**TASK DESCRIPTION:**
Recast the rows below as a numbered list, covering only the lines from the one containing "Identify the striped" through the end of the rows, inclusive, and omit any blank lines.
· · · · ·
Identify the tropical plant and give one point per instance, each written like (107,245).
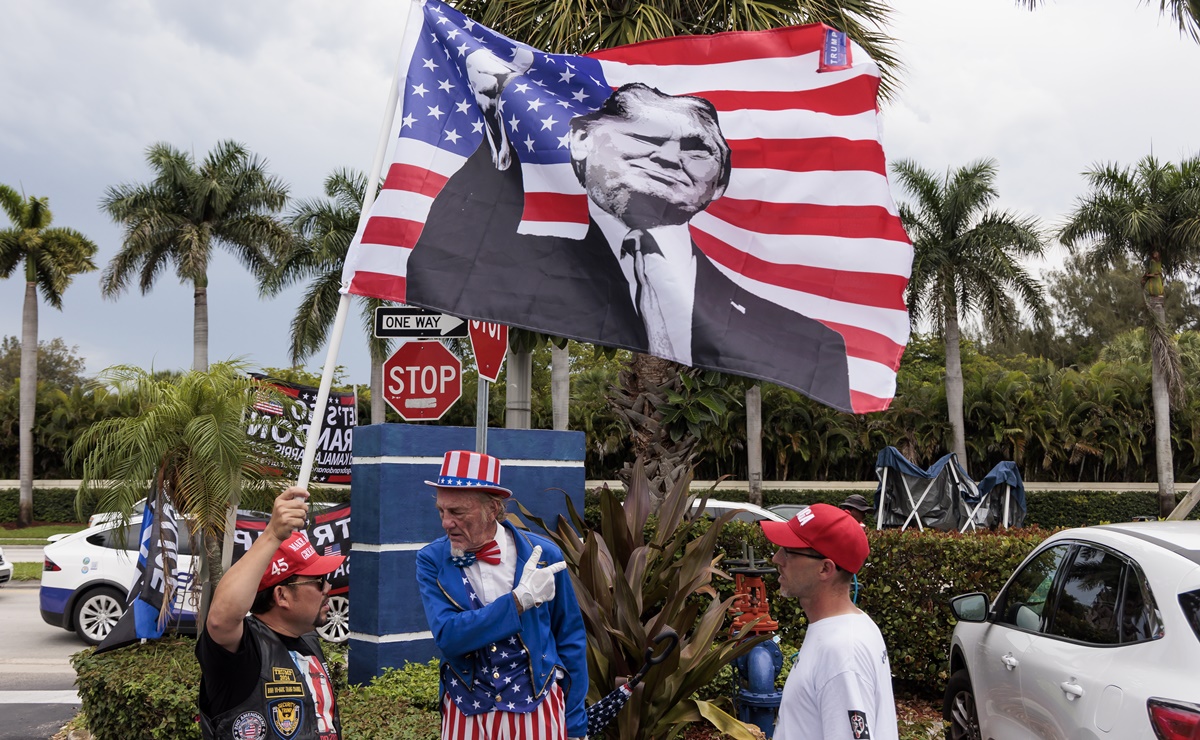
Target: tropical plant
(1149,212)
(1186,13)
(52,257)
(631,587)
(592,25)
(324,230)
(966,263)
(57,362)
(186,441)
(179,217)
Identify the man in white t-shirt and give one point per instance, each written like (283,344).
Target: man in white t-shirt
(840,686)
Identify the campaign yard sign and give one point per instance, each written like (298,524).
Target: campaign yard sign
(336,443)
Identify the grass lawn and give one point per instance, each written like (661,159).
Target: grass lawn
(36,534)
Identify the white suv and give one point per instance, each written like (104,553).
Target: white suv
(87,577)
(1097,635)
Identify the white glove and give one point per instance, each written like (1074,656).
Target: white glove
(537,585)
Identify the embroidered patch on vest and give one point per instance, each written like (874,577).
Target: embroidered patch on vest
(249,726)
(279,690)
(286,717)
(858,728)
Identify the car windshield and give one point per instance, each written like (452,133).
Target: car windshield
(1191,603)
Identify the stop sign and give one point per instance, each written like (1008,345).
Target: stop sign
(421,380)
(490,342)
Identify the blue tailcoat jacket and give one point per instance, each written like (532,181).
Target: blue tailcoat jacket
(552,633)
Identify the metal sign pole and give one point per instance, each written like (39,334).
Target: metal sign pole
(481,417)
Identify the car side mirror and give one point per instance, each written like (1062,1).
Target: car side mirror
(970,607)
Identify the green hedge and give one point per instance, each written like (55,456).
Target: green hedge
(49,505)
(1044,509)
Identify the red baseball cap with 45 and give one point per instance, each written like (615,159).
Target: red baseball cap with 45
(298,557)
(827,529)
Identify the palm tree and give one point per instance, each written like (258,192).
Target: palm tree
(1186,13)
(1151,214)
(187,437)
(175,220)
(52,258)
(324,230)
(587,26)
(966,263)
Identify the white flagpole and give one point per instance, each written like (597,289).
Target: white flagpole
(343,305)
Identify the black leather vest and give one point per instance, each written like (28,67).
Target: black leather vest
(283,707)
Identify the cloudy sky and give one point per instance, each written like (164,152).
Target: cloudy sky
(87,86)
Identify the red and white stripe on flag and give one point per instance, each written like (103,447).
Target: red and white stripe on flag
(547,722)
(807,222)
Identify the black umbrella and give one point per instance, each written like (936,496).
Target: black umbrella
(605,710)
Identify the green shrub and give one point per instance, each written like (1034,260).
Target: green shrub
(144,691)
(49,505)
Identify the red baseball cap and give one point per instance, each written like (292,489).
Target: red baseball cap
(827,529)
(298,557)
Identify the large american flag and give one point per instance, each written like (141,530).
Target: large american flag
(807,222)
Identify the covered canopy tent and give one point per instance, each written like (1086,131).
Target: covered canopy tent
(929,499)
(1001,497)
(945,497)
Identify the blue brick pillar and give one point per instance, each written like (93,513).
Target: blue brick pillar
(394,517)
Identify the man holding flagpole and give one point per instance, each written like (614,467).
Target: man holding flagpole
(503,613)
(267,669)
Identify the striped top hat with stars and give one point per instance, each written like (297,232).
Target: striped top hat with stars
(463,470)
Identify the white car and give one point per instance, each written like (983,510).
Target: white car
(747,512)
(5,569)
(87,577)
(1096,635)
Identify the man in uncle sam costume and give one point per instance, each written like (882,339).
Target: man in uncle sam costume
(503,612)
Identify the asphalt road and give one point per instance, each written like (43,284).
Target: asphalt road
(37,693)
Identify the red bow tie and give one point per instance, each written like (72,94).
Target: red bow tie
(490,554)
· · · · ·
**ANSWER IN FULL:**
1. Identify the striped top hat with stars and give one point per instance, each written like (297,232).
2. Target: striped top hat with stars
3. (463,470)
4. Identify the white car and give one point per instance, each written like (983,510).
5. Target: white car
6. (747,512)
7. (5,569)
8. (87,577)
9. (1096,635)
10. Identify the man in uncle sam costume and give one point per instance, each written like (882,339).
11. Target: man in uncle sam costume
12. (503,612)
13. Identify the asphalt road and give one point per instance, each written like (43,284).
14. Target: asphalt road
15. (37,693)
16. Identify the red bow tie and give one point per instance, each written like (72,94).
17. Target: red bow tie
18. (490,554)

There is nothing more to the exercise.